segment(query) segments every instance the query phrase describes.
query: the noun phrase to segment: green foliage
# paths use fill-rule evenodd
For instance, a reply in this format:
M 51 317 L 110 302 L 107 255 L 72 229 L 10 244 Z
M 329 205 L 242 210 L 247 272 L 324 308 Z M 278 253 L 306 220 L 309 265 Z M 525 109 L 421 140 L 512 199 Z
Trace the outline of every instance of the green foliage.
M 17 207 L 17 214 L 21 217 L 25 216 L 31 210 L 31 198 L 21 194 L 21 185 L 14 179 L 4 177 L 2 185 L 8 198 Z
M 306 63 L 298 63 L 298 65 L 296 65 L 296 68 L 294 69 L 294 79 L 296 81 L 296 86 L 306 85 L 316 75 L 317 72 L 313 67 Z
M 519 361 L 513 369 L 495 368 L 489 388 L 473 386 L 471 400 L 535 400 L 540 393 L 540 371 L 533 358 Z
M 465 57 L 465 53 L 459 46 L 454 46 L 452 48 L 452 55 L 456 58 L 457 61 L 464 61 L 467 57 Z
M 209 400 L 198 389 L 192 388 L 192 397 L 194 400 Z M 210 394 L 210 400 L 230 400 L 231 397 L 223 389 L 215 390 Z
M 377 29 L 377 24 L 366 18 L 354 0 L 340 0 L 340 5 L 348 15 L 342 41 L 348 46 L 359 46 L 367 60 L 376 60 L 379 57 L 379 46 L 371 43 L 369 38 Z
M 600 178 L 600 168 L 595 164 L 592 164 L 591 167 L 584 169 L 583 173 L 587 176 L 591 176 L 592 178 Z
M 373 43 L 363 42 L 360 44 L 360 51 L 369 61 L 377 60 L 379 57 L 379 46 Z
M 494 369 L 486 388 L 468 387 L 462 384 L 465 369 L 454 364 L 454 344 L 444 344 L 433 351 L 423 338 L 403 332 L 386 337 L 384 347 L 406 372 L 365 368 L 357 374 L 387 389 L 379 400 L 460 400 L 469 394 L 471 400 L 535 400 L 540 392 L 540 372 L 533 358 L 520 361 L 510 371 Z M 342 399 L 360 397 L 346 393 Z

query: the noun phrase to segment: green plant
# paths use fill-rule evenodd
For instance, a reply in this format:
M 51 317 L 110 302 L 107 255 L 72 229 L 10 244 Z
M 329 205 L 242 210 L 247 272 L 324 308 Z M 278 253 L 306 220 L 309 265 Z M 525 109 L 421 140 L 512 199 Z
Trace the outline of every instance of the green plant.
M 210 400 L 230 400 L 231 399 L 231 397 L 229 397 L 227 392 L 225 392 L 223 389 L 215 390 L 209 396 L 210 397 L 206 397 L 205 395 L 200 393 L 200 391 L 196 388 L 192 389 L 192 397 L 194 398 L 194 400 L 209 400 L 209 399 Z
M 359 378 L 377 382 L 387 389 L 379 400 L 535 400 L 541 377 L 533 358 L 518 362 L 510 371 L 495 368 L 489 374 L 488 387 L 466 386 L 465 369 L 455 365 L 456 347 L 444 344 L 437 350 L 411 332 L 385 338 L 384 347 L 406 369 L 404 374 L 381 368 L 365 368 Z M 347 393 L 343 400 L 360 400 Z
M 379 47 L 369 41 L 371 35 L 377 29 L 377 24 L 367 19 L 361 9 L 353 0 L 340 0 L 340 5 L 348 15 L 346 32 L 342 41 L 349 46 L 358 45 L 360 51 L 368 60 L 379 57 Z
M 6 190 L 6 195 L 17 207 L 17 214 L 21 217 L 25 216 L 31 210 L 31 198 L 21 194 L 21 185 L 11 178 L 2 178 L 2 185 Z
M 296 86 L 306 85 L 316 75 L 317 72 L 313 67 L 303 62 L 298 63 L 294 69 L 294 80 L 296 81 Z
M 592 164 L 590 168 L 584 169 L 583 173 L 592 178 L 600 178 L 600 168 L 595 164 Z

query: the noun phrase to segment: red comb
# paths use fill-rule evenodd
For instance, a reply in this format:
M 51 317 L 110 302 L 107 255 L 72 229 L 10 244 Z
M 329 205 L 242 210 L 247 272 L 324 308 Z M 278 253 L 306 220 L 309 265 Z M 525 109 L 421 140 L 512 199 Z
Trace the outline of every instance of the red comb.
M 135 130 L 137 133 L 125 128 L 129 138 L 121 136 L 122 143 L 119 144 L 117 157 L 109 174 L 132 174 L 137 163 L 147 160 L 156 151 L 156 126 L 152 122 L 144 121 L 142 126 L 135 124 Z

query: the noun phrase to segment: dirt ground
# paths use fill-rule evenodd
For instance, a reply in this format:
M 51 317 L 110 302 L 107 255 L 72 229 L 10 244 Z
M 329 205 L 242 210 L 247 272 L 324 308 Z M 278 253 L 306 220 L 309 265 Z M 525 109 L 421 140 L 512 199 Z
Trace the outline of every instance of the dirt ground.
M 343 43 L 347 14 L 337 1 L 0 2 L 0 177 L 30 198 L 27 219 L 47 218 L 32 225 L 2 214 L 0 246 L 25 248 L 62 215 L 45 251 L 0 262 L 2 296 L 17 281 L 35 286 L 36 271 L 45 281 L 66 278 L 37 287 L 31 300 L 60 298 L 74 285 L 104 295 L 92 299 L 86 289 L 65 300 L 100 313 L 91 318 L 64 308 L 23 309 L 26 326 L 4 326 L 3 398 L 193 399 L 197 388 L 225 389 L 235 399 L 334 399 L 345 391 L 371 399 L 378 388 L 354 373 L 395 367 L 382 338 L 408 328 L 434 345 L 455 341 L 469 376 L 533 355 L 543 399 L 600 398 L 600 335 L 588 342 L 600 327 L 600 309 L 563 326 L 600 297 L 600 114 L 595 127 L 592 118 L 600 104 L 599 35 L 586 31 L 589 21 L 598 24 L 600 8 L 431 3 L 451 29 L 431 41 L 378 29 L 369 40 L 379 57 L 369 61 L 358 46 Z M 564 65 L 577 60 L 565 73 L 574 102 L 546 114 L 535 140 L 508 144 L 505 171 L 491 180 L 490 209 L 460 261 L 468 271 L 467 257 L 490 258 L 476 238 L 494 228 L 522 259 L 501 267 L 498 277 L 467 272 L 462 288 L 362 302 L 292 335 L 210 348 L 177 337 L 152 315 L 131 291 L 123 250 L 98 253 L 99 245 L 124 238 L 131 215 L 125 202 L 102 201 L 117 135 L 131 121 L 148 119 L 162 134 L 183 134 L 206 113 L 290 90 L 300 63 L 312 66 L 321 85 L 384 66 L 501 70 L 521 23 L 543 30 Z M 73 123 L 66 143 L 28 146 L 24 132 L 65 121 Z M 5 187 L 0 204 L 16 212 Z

##############################

_TASK TO CARRY OUT:_
Now output the listing above, exactly as it appears.

_ANSWER BOX:_
segment(query) segments every instance the query phrase describes.
query: the noun phrase to segment: green foliage
# paths use fill-rule evenodd
For instance, a reply in this format:
M 51 317 L 110 302 L 107 255 L 72 229 L 10 244 Z
M 329 205 L 242 210 L 247 272 L 324 308 Z M 278 253 L 306 220 L 309 265 Z M 525 109 L 421 140 L 512 199 Z
Trace the outline of every instance of the green foliage.
M 17 207 L 17 214 L 21 217 L 25 216 L 31 210 L 31 198 L 21 194 L 21 185 L 14 179 L 4 177 L 2 185 L 8 198 Z
M 306 63 L 298 63 L 298 65 L 296 65 L 296 68 L 294 69 L 294 79 L 296 81 L 296 86 L 306 85 L 316 75 L 317 72 L 313 67 Z
M 519 361 L 513 369 L 495 368 L 489 388 L 473 386 L 471 400 L 535 400 L 540 393 L 540 371 L 533 358 Z
M 465 57 L 465 53 L 459 46 L 454 46 L 452 48 L 452 55 L 456 58 L 457 61 L 464 61 L 467 57 Z
M 209 400 L 198 389 L 192 388 L 192 397 L 194 400 Z M 210 394 L 210 400 L 230 400 L 231 397 L 223 389 L 215 390 Z
M 377 29 L 377 24 L 366 18 L 354 0 L 340 0 L 340 5 L 348 15 L 342 41 L 348 46 L 359 46 L 367 60 L 376 60 L 379 57 L 379 46 L 371 43 L 369 38 Z
M 600 178 L 600 168 L 595 164 L 592 164 L 591 167 L 584 169 L 583 173 L 587 176 L 591 176 L 592 178 Z
M 373 43 L 363 42 L 360 44 L 360 51 L 369 61 L 377 60 L 379 57 L 379 46 Z
M 494 369 L 486 388 L 468 387 L 462 384 L 465 369 L 454 364 L 454 344 L 444 344 L 433 351 L 423 338 L 403 332 L 386 337 L 384 347 L 406 372 L 365 368 L 357 374 L 387 389 L 379 400 L 460 400 L 469 394 L 471 400 L 535 400 L 540 392 L 540 372 L 533 358 L 520 361 L 510 371 Z M 342 399 L 360 397 L 346 393 Z

query: the noun phrase to segment: green plant
# paths use fill-rule evenodd
For instance, a reply in this format:
M 51 317 L 110 302 L 107 255 L 72 229 L 10 244 Z
M 329 205 L 242 210 L 247 272 L 324 308 Z M 278 253 L 306 220 L 309 265 Z M 525 109 L 421 140 L 512 199 Z
Trace the outline of every instance of the green plant.
M 210 400 L 230 400 L 231 399 L 231 397 L 229 397 L 227 392 L 225 392 L 223 389 L 215 390 L 209 396 L 210 397 L 206 397 L 205 395 L 200 393 L 200 391 L 196 388 L 192 389 L 192 397 L 194 398 L 194 400 L 209 400 L 209 399 Z
M 359 378 L 377 382 L 387 389 L 379 400 L 535 400 L 541 377 L 533 358 L 518 362 L 510 371 L 495 368 L 489 374 L 488 387 L 466 386 L 465 369 L 455 365 L 456 347 L 444 344 L 437 350 L 411 332 L 385 338 L 384 347 L 406 369 L 404 374 L 381 368 L 365 368 Z M 347 393 L 343 400 L 360 400 Z
M 379 47 L 369 41 L 371 35 L 377 29 L 377 24 L 367 19 L 361 9 L 353 0 L 340 0 L 340 5 L 348 15 L 346 32 L 342 41 L 349 46 L 358 45 L 360 51 L 368 60 L 379 57 Z
M 6 190 L 6 195 L 17 207 L 17 214 L 21 217 L 25 216 L 31 210 L 31 198 L 21 194 L 21 185 L 11 178 L 2 178 L 2 185 Z
M 296 86 L 306 85 L 316 75 L 317 72 L 313 67 L 303 62 L 298 63 L 294 69 L 294 80 L 296 81 Z
M 592 164 L 590 168 L 584 169 L 583 173 L 592 178 L 600 178 L 600 168 L 595 164 Z

query: the noun phrase to segment: red comb
# paths use fill-rule evenodd
For instance, a reply in this format:
M 51 317 L 110 302 L 107 255 L 72 229 L 10 244 Z
M 329 205 L 242 210 L 247 272 L 324 308 Z M 278 253 L 306 220 L 309 265 Z M 525 109 L 421 140 L 512 199 Z
Trace the outline of every instance of the red comb.
M 135 130 L 137 133 L 125 128 L 129 138 L 121 136 L 122 143 L 119 144 L 117 157 L 109 174 L 132 174 L 137 163 L 147 160 L 156 151 L 156 126 L 152 122 L 144 121 L 142 126 L 135 124 Z

query: the noun phrase to segment: dirt ground
# paths use fill-rule evenodd
For instance, a reply in this format:
M 51 317 L 110 302 L 107 255 L 72 229 L 10 244 Z
M 329 205 L 242 210 L 247 272 L 324 308 Z M 278 253 L 306 220 L 309 265 Z M 525 109 L 421 140 L 512 199 Z
Trace the outline of every instance of the dirt ground.
M 343 43 L 347 14 L 337 1 L 0 2 L 0 177 L 30 198 L 27 219 L 47 218 L 32 225 L 2 214 L 0 246 L 25 248 L 62 215 L 45 251 L 0 262 L 2 296 L 17 281 L 35 286 L 36 271 L 45 281 L 66 278 L 37 287 L 31 300 L 60 298 L 74 285 L 104 295 L 92 299 L 86 289 L 65 300 L 100 313 L 91 318 L 64 308 L 23 309 L 26 326 L 4 326 L 3 398 L 193 399 L 197 388 L 225 389 L 235 399 L 334 399 L 345 391 L 371 399 L 378 388 L 354 373 L 395 367 L 382 338 L 408 328 L 434 345 L 455 341 L 469 376 L 533 355 L 543 399 L 600 398 L 600 335 L 588 342 L 600 327 L 600 309 L 563 326 L 600 297 L 600 114 L 595 127 L 592 118 L 600 104 L 599 35 L 586 31 L 589 21 L 598 24 L 600 8 L 431 3 L 451 29 L 431 41 L 378 29 L 369 40 L 379 57 L 369 61 L 358 46 Z M 564 65 L 577 60 L 565 73 L 574 102 L 546 114 L 535 140 L 508 144 L 505 171 L 491 180 L 490 209 L 460 261 L 468 271 L 467 257 L 490 258 L 476 238 L 494 228 L 522 259 L 501 267 L 498 277 L 467 272 L 462 288 L 362 302 L 292 335 L 210 348 L 177 337 L 152 315 L 131 291 L 123 250 L 98 253 L 99 245 L 124 238 L 131 215 L 125 202 L 102 201 L 117 135 L 131 121 L 148 119 L 162 134 L 183 134 L 206 113 L 290 90 L 300 63 L 312 66 L 321 85 L 384 66 L 501 70 L 521 23 L 543 30 Z M 73 123 L 66 143 L 28 146 L 24 132 L 65 121 Z M 5 187 L 0 204 L 16 212 Z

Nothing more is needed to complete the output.